Stored dataset items

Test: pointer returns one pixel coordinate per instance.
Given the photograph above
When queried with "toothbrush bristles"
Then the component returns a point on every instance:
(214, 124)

## WORK INSTRUCTIONS
Retype all of the material, keeping each line exact.

## ANSWER TO THE TASK
Test: pointer returns one pixel coordinate per instance.
Given the photograph above
When queried with "toothbrush bristles"
Then the component returns a point on every instance:
(214, 124)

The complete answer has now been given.